Can you write out the part of the listing that opens at its very start and closes with the line containing "[3,99,205,223]", swapping "gingham napkin" for "checkered napkin" and leaving everything else unchanged?

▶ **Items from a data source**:
----

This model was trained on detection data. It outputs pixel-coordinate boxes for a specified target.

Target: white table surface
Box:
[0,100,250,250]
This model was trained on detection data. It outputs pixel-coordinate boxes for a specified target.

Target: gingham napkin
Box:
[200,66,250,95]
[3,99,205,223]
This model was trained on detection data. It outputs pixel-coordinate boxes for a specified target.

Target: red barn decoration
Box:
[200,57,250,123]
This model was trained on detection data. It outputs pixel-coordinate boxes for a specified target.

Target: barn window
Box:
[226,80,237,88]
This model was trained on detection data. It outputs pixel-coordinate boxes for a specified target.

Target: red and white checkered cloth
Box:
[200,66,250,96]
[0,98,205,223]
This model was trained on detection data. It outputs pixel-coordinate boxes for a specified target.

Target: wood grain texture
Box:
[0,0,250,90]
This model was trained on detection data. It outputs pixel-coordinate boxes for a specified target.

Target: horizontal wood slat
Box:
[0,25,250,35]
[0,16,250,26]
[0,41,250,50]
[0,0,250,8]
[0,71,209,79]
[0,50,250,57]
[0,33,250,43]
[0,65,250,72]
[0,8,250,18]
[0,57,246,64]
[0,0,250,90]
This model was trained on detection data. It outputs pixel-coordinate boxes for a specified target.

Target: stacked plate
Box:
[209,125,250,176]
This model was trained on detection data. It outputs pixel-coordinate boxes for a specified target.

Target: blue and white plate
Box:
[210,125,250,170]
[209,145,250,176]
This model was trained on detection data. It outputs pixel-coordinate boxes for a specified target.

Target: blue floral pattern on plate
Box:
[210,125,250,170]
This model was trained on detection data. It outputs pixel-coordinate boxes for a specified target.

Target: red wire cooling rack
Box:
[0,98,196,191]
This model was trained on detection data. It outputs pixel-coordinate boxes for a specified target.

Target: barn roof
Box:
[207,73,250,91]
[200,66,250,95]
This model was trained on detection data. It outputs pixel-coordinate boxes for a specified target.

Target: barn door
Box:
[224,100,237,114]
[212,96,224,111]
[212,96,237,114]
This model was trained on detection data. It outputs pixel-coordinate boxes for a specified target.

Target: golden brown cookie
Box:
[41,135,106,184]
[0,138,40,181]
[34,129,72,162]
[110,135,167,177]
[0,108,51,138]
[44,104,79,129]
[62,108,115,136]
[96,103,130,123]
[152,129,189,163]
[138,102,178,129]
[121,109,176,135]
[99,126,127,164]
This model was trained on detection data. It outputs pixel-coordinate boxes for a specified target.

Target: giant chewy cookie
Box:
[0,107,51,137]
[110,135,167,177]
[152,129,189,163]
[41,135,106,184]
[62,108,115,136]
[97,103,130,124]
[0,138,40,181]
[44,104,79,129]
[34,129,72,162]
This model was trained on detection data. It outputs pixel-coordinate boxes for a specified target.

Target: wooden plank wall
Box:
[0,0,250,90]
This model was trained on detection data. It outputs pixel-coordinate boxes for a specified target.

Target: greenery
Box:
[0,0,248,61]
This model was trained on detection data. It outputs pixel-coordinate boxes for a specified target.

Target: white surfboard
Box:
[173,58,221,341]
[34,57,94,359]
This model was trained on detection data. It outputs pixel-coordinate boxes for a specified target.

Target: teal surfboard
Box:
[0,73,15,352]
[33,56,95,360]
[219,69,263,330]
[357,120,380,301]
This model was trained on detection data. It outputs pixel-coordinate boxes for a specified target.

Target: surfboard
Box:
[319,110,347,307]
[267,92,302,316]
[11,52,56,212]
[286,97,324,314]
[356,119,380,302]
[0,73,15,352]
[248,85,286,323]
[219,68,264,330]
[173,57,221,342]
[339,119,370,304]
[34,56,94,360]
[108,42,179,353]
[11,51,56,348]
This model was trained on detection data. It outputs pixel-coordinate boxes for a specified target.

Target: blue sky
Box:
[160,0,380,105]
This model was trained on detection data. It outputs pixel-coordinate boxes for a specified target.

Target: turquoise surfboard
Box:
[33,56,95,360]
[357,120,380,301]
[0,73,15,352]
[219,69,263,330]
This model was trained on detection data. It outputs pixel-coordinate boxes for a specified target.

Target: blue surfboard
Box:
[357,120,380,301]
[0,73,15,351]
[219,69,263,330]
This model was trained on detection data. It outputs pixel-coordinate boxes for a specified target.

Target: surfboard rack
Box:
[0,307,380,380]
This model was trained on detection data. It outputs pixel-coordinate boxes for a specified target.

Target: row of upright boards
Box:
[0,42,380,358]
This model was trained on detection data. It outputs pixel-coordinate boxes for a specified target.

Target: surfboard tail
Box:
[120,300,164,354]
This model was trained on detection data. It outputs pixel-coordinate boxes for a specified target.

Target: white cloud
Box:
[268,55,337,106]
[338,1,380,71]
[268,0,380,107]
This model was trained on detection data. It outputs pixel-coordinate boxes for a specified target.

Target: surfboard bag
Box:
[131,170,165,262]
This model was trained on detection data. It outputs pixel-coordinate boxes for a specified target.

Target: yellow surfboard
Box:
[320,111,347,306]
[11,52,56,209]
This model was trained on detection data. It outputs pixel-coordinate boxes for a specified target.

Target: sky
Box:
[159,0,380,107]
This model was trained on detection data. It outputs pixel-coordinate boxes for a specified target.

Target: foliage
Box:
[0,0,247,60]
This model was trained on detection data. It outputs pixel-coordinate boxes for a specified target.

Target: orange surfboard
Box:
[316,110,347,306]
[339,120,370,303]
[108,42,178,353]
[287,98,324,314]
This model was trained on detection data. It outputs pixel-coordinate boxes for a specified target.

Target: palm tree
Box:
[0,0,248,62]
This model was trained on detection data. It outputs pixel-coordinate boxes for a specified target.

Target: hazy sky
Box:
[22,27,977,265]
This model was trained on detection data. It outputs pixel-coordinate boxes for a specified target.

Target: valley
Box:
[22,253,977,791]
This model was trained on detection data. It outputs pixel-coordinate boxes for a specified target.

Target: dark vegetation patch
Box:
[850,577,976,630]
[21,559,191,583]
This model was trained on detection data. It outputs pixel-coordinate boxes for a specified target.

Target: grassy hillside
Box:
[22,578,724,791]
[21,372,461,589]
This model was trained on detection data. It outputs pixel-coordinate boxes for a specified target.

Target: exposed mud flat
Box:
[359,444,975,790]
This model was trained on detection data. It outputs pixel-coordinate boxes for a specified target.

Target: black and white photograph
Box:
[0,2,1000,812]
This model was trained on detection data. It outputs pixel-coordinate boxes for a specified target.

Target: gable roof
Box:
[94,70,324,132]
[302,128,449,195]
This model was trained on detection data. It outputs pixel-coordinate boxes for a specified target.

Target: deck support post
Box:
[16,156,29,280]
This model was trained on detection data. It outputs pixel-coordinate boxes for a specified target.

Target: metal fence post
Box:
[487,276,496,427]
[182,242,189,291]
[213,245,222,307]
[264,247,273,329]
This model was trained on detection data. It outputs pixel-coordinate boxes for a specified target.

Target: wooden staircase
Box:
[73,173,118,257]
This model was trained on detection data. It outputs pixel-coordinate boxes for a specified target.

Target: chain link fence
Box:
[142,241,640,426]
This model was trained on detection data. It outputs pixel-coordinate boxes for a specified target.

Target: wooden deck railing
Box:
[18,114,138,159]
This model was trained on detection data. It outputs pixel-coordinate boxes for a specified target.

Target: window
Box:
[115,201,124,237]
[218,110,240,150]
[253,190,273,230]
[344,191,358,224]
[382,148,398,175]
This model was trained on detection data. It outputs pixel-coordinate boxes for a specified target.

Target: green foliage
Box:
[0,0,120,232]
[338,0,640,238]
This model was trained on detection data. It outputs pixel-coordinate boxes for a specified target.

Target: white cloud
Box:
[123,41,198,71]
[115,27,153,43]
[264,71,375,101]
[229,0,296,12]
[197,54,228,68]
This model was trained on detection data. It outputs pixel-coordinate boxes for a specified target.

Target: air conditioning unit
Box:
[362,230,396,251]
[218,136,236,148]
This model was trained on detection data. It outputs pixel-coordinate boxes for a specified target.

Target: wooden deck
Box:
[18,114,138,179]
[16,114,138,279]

----

▶ **Full output**:
This model was trained on detection data. It outputs pixel-coordinate boxes for a specified target.

Target: white table surface
Box:
[0,100,250,250]
This model was trained on detection data. It outputs pixel-coordinate boxes for a specified target.

Target: checkered napkin
Box:
[200,66,250,95]
[3,99,205,223]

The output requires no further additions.